++++ AUSGELESENER TEXT
Krieg und Zwangsmigrationen in Südosteuropa 1940-1950

Internationale Tagung organisiert durch das Institut für donauschwäbische Geschichte und Landeskunde (IdGL)
Datum: 
Donnerstag, 8. November 2012 bis Samstag, 10. November 2012
Ort: 
Tübingen

Im Zuge des seine Fangarme auf ganz Europa ausbreitenden nationalsozialistischen Deutschlands geriet Europa im Zweiten Weltkrieg in Bewegung. Das Hin- und Herschieben von Minderheiten und das Anpassen der Grenzen an tatsächliche oder vorgebliche ethnische Verhältnisse unter dem Vorwand, damit Minderheitenfragen "zu lösen" und so das Konfliktpotential zwischen Staaten zu verringern, wurde zur gängigen Praxis - auch in Südosteuropa.

Ungarn verschob seine Grenzen und führte auch Bevölkerungsumsiedlungen durch. Die Eroberung Jugoslawiens mit der "Neuordnung" der Grenzen auf dem Balkan, u. a. mit der Errichtung des Unabhängigen Staates Kroatien, hatte Umsiedlungen und Vertreibungen zur Folge. Dem von Deutschland und Italien abhängigen kroatischen Ustascha-Regime empfahl Hitler "50 Jahre lang eine national intolerante Politik zu verfolgen". Sie fand ihren Ausdruck in massenhaft betriebenen Ausweisungen, Vertreibungen und im Töten von Serben, Kroaten, Slowenen, Zigeunern und Juden. Nach der Eroberung Mazedoniens wies Bulgarien hunderttausende von Griechen und Serben aus. Die Annexion der südlichen Dobrudscha durch Bulgarien war auch mit einem Bevölkerungsaustausch verbunden. Als sich das amputierte Rumänien an der Seite Hitler-Deutschlands am Angriff gegen die Sowjetunion beteiligte, verband der rumänische Staatsführer Antonescu damit weit reichende Ziele: völkische Reinigung und nationale Revision.

Dem nationalsozialistischen Deutschland, das mit dem von ihm vom Zaun gebrochnen Krieg wesentliche Voraussetzungen schuf, damit solche Überlegungen Realität werden konnten, dienten Umsiedlungen und Vertreibungen als Mittel, um seine Rassen- und Expansionspolitik zu verwirklichen. Mit der von Hitler verkündeten "weitschauenden europäischen Politik" war, wie es schon im Herbst 1939 in der Sprache der SS hieß, "ethnische Flurbereinigung" gemeint. Die Umsiedlung und Ansiedlung von Volksdeutschen auch aus Südosteuropa unter der Parole "Heim ins Reich", die mit der Ausweisung und Liquidierung der eingesessenen Bevölkerung einherging, bildete nur den Auftakt groß angelegter Planungen zur "völkischen Neuordnung" auch Südosteuropas. "Umvolkung der rassisch Geeigneten, Aussiedlung von rassisch Unverdaulichen, Sonderbehandlung destruktiver Elemente, Neubesiedlung dadurch freigewordenen Raumes mit frischem deutschem Blut".
++++++++
++++ ROHDATEN
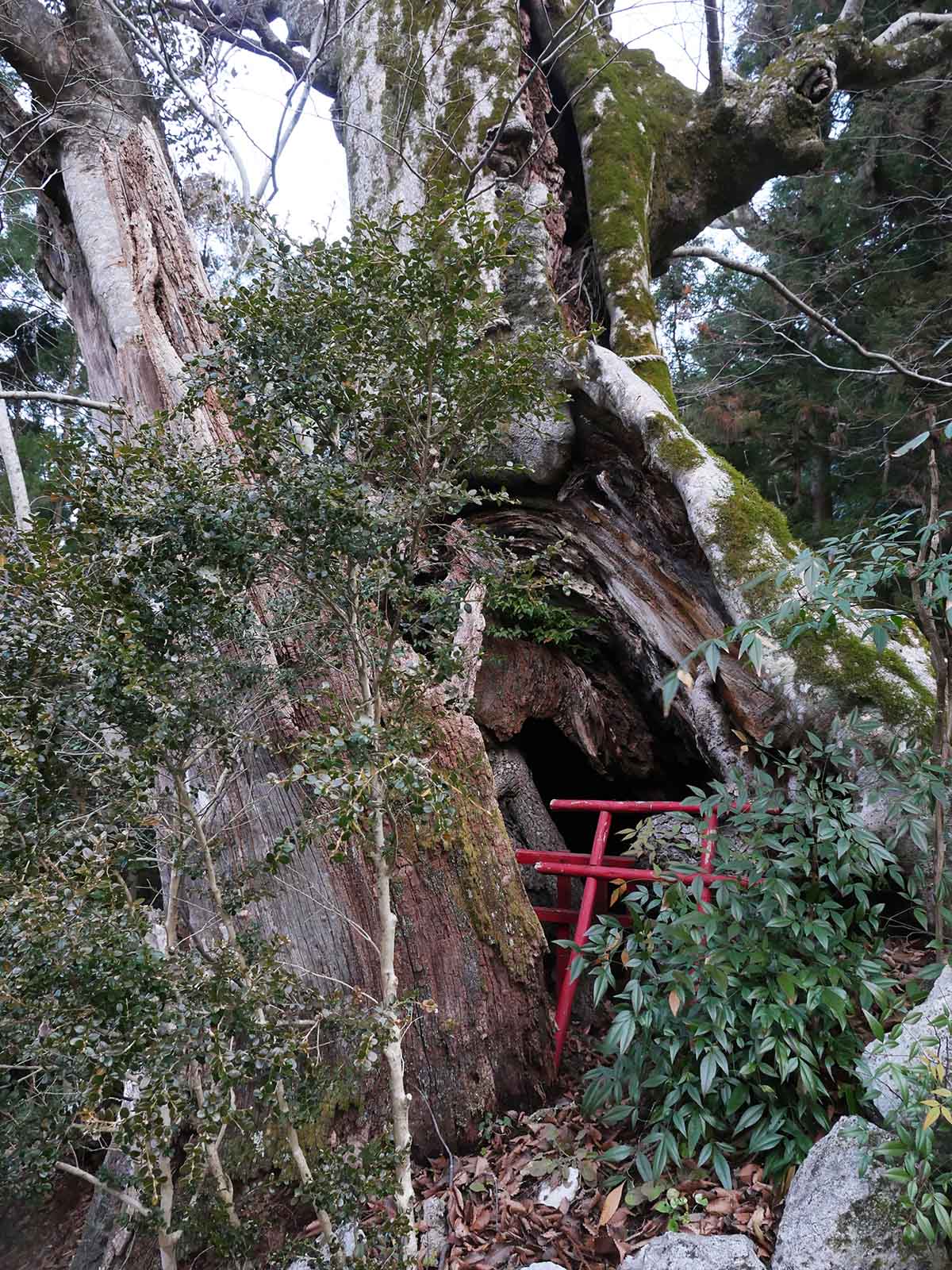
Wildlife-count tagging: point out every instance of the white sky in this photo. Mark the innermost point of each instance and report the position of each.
(311, 171)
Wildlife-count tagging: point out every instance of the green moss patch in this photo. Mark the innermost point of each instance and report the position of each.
(862, 677)
(750, 533)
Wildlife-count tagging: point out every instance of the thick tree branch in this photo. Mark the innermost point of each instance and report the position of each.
(125, 1197)
(908, 21)
(754, 271)
(63, 399)
(715, 51)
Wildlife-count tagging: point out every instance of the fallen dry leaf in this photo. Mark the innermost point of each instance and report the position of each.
(611, 1206)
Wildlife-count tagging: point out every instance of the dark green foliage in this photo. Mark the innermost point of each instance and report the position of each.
(734, 1024)
(366, 383)
(867, 243)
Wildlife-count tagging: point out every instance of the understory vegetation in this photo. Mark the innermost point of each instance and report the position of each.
(156, 1039)
(739, 1024)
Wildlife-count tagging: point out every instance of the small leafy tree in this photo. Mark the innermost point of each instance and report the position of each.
(367, 383)
(733, 1026)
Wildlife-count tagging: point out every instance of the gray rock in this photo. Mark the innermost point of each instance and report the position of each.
(917, 1035)
(835, 1219)
(695, 1253)
(552, 1195)
(433, 1238)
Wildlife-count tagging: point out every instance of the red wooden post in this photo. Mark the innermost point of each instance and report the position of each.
(566, 992)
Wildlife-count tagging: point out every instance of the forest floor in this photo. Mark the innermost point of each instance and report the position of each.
(495, 1218)
(494, 1213)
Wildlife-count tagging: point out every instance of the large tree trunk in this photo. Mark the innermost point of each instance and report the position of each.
(659, 537)
(118, 251)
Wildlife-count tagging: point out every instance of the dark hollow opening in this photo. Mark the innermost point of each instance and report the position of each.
(560, 770)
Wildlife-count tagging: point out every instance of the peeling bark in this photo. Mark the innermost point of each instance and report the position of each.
(117, 249)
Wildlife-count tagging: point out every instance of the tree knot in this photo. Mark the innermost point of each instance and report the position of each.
(818, 82)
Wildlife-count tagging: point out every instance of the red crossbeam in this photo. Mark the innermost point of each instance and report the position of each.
(598, 869)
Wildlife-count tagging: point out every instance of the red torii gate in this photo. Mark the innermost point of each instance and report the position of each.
(598, 870)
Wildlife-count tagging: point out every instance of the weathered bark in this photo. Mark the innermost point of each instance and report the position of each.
(120, 253)
(659, 537)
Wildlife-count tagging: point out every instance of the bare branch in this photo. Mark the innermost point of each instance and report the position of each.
(135, 1204)
(63, 399)
(209, 117)
(754, 271)
(715, 51)
(908, 21)
(10, 454)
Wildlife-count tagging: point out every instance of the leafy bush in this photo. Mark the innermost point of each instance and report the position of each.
(919, 1153)
(197, 605)
(734, 1022)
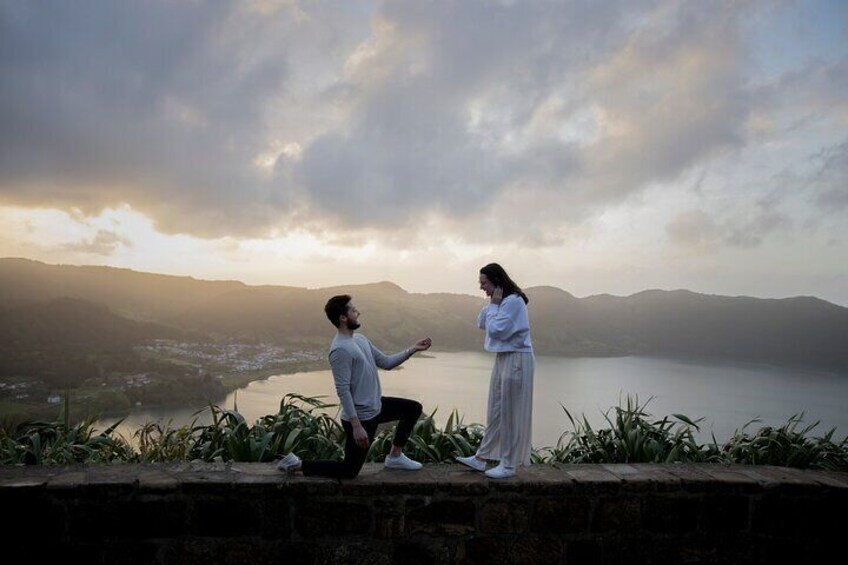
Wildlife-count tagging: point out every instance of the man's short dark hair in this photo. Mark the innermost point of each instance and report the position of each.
(337, 306)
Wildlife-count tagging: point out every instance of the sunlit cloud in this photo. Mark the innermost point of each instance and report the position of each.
(599, 147)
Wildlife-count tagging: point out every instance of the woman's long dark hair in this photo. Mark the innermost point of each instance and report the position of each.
(497, 275)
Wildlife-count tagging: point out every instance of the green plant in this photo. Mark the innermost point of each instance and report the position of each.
(630, 438)
(787, 446)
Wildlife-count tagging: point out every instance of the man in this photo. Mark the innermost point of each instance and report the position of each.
(354, 361)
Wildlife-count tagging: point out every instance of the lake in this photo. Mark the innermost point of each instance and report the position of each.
(725, 395)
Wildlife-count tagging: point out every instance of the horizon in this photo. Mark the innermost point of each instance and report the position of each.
(602, 149)
(401, 287)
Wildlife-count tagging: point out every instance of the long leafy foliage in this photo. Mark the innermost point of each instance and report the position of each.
(306, 426)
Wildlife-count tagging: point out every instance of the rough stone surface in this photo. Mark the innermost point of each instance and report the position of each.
(444, 514)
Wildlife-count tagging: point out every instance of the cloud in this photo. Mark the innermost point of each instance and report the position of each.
(104, 243)
(500, 121)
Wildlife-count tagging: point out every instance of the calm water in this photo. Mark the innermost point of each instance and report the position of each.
(726, 396)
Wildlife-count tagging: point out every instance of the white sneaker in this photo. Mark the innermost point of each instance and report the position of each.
(402, 462)
(500, 472)
(289, 464)
(472, 462)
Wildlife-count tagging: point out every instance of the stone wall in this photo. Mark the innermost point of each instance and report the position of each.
(573, 514)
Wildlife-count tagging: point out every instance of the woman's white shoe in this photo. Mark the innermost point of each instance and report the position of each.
(500, 472)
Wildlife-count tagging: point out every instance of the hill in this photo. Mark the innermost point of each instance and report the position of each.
(795, 331)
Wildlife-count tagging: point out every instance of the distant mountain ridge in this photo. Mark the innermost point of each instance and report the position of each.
(794, 331)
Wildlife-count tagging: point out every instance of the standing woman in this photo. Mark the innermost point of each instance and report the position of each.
(510, 409)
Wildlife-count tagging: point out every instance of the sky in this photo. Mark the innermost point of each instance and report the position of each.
(598, 147)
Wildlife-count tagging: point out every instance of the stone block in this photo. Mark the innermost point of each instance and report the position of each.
(505, 516)
(225, 516)
(331, 518)
(441, 517)
(620, 514)
(561, 515)
(670, 514)
(725, 513)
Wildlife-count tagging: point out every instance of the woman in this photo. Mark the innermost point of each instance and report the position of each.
(510, 410)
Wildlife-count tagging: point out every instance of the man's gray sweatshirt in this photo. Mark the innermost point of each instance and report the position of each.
(354, 361)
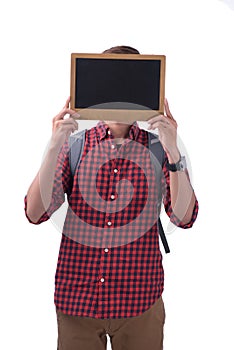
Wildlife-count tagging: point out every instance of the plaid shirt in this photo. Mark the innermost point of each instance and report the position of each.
(107, 267)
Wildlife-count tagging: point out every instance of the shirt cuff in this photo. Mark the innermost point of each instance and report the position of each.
(176, 221)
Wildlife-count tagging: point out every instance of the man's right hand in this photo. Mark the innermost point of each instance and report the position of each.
(62, 128)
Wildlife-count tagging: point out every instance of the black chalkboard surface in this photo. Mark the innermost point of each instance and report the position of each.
(117, 86)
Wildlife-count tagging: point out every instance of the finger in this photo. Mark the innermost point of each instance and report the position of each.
(167, 109)
(158, 125)
(160, 117)
(65, 111)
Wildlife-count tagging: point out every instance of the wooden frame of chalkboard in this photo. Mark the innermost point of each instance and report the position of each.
(121, 87)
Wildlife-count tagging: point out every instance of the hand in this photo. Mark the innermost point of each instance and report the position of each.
(62, 128)
(167, 132)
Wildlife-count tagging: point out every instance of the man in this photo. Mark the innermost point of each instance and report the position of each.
(115, 289)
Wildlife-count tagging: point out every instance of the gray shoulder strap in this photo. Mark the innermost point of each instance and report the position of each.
(76, 146)
(157, 156)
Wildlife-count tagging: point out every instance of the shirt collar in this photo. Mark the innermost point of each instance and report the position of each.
(102, 129)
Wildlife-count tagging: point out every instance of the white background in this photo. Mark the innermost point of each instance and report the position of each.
(37, 39)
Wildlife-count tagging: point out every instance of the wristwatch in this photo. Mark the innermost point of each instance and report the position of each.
(179, 166)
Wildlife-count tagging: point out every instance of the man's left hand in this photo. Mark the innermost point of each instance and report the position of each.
(167, 132)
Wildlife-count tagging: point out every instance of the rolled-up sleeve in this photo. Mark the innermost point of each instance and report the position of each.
(62, 182)
(167, 201)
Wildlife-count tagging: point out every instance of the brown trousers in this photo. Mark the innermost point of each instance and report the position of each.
(143, 332)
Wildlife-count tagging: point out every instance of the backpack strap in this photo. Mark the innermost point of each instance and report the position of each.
(76, 146)
(157, 156)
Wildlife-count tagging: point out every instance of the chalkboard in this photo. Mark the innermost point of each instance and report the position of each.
(117, 86)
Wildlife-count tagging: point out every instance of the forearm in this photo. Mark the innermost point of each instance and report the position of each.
(39, 194)
(182, 194)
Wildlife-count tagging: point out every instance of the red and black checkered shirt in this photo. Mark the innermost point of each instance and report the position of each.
(109, 264)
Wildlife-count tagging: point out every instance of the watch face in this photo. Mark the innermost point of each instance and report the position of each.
(182, 164)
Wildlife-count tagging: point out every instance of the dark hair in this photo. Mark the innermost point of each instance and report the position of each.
(122, 49)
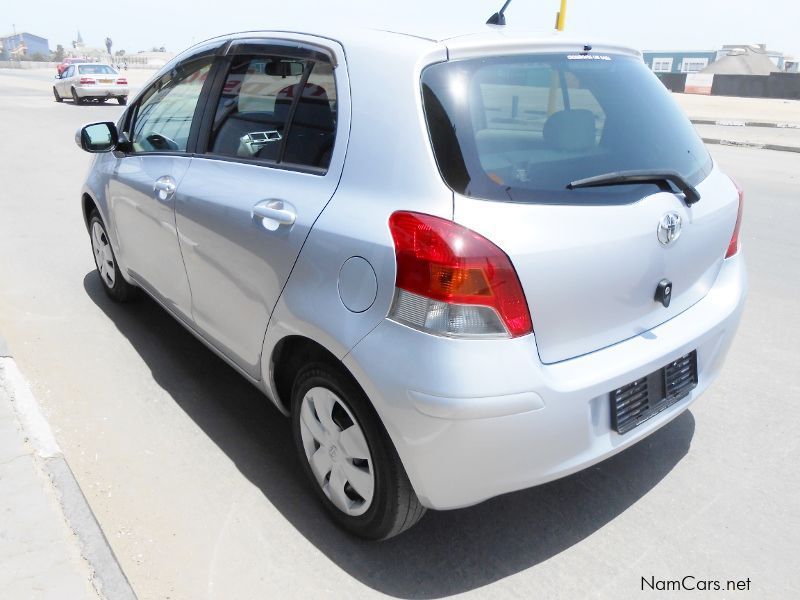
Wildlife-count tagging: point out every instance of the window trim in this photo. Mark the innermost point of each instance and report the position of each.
(310, 52)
++++++++
** AUFGABE **
Führe den Text über Krieg und Zwangsmigrationen in Südosteuropa nach seinem letzten Satz weiter. Die Zeilen spielen hier keine Rolle.

** ANTWORT **
Mit der bedingungslosen Kapitulation Deutschlands hörten die Bevölkerungsverschiebungen nicht auf. Im Gegenteil: Die viel beschworene Stunde Null zieht auch hier eine willkürliche Grenze, mit der Folge, dass die Zusammenhänge zwischen den Bevölkerungsbewegungen der Kriegs- und jenen der Nachkriegszeit verschleiert werden. Aus dem Verschiebebahnhof unter den Bedingungen des Krieges wurde auch Südosteuropa nach 1945 ein Verschiebebahnhof in Abwesenheit des Krieges. Der Gedanke des ethnisch entmischten, von Minderheiten befreiten Nationalstaats hatte nicht nur bezogen auf deutsche Minderheiten Konjunktur. Praktisch alle Bevölkerungsgruppen der Region wurden als "exchangeable populations" eingestuft: Ungarn aus der Tschechoslowakei, Rumänen und Jugoslawien; Italiener aus Jugoslawien; Rumänen aus Ungarn, Bulgaren aus Jugoslawien und Griechenland, Rumänen aus Bulgarien und umgekehrt; Albaner aus Jugoslawien und Griechenland. Die "nationalen Purifizierung" stand in ihrer Hochblüte.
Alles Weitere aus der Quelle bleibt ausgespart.